Required task:
Find each line in the items below that contains the string "tray" and copy those lines.

Record set:
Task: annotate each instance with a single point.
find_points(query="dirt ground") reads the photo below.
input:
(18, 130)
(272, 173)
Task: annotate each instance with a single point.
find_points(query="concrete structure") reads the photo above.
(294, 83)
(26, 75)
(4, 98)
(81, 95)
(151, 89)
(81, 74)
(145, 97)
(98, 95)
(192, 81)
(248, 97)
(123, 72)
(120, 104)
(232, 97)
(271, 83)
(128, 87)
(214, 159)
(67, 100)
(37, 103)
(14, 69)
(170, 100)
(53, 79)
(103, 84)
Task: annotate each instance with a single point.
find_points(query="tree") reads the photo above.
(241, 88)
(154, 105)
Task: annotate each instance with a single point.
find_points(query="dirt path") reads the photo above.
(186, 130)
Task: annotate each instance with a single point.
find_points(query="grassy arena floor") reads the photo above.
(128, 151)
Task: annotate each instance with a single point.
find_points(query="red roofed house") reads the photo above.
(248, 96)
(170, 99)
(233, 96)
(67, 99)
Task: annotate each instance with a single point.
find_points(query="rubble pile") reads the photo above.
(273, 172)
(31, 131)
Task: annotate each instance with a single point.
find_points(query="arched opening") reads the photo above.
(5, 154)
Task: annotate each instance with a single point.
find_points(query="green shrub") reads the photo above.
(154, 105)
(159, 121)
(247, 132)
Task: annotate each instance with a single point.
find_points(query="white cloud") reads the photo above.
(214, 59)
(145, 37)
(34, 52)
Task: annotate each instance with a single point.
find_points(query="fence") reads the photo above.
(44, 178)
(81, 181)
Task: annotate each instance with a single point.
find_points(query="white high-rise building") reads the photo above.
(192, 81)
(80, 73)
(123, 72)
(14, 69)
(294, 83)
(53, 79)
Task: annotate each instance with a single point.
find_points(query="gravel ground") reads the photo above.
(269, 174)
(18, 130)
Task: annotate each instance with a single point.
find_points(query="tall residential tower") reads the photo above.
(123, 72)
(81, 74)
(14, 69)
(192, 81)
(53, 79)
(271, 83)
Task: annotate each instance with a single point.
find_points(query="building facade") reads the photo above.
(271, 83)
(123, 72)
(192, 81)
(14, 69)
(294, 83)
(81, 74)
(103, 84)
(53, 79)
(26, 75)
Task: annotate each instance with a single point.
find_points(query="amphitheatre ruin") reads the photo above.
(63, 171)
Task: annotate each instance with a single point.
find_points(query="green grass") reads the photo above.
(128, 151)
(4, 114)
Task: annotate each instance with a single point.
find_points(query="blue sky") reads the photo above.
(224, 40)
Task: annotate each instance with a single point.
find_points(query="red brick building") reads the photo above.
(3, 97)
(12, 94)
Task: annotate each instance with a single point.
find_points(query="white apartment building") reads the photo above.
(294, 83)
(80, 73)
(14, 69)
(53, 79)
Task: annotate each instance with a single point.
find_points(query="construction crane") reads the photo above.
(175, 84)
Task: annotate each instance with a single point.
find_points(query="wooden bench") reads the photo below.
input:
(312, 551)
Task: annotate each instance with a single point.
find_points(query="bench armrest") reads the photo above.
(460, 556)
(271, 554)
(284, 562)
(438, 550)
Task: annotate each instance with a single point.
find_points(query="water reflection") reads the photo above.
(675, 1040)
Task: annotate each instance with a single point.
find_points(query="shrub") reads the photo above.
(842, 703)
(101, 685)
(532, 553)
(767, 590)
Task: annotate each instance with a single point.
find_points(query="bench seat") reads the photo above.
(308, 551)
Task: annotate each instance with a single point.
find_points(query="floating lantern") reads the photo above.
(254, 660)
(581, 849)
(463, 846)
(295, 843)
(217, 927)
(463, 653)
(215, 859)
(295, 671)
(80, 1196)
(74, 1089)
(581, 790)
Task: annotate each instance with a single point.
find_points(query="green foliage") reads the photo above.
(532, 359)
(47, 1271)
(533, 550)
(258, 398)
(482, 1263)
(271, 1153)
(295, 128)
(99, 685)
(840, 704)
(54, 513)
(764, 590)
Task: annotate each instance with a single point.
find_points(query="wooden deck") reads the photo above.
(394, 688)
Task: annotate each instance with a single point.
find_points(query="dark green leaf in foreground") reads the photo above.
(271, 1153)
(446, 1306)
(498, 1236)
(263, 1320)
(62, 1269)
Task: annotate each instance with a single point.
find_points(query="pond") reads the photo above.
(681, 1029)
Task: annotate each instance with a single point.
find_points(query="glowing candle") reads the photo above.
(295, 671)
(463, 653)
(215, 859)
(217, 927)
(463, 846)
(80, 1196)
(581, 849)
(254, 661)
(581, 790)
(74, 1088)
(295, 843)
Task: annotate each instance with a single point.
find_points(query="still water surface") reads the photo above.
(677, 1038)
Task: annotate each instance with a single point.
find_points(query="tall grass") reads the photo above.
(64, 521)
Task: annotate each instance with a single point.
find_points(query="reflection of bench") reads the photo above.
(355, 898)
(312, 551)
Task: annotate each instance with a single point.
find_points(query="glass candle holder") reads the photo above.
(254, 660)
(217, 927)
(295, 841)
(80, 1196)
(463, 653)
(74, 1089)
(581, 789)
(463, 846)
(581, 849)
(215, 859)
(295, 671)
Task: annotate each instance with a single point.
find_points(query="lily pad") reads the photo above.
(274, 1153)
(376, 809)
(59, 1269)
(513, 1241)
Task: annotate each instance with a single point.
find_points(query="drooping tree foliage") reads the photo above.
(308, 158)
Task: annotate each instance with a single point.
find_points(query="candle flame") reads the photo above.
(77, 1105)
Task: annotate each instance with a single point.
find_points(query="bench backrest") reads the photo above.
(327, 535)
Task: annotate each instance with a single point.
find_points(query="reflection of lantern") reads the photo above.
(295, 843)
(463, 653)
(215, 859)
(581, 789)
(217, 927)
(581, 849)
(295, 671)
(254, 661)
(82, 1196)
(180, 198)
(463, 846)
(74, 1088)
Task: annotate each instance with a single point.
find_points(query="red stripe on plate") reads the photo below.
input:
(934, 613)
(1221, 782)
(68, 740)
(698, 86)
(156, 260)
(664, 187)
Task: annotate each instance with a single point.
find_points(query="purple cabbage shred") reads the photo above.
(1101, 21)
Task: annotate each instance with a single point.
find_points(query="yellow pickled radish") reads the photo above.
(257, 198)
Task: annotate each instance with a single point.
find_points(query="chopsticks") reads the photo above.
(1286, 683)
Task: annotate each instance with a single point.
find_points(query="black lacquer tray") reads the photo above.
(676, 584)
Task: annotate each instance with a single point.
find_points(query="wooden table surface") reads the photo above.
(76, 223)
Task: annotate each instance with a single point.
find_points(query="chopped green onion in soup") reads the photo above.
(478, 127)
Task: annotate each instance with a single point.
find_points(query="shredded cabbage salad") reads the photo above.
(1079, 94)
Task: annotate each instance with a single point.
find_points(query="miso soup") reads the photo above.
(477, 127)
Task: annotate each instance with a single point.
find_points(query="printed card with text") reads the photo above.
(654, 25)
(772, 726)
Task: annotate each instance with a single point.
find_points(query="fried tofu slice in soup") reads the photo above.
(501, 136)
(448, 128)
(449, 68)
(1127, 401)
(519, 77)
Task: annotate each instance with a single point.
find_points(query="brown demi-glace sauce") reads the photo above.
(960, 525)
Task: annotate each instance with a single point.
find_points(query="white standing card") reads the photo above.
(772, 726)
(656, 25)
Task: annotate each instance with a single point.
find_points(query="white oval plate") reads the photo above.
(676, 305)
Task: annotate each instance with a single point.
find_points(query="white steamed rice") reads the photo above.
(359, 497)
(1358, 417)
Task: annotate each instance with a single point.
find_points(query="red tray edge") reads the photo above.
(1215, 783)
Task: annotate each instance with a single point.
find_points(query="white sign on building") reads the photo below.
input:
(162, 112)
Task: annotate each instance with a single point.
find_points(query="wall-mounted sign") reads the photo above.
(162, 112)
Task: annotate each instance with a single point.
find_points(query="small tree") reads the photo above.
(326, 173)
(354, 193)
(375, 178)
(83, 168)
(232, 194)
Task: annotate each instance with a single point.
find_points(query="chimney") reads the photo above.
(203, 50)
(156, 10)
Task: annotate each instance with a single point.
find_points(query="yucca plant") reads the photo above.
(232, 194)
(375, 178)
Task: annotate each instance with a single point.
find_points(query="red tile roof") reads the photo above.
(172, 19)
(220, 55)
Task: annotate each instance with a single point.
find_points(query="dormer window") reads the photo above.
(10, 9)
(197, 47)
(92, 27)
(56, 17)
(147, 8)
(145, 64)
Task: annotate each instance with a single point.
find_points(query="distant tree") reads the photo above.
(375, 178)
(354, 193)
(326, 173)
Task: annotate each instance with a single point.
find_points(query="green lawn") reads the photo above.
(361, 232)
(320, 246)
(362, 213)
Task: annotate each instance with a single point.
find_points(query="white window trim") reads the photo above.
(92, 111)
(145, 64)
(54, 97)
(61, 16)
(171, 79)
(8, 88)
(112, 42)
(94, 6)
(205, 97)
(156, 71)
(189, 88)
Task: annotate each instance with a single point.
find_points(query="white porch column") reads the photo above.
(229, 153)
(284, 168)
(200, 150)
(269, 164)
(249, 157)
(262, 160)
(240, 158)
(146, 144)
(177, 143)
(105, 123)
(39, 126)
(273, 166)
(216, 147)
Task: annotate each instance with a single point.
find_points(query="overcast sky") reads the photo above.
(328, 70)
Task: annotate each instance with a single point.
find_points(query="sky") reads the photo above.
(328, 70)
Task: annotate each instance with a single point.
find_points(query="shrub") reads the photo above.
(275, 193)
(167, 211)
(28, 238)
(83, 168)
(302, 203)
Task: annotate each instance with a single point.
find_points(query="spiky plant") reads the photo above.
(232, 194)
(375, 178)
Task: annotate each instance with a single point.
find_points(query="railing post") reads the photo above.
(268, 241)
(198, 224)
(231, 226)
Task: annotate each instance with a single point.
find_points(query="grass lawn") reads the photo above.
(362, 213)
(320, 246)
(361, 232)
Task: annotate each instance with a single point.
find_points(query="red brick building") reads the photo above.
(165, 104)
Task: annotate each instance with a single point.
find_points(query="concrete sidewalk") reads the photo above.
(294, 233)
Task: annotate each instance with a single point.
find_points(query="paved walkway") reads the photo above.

Task result:
find_points(query="black lacquer tray") reads the photo above.
find_points(query="red tray edge") reads the photo above.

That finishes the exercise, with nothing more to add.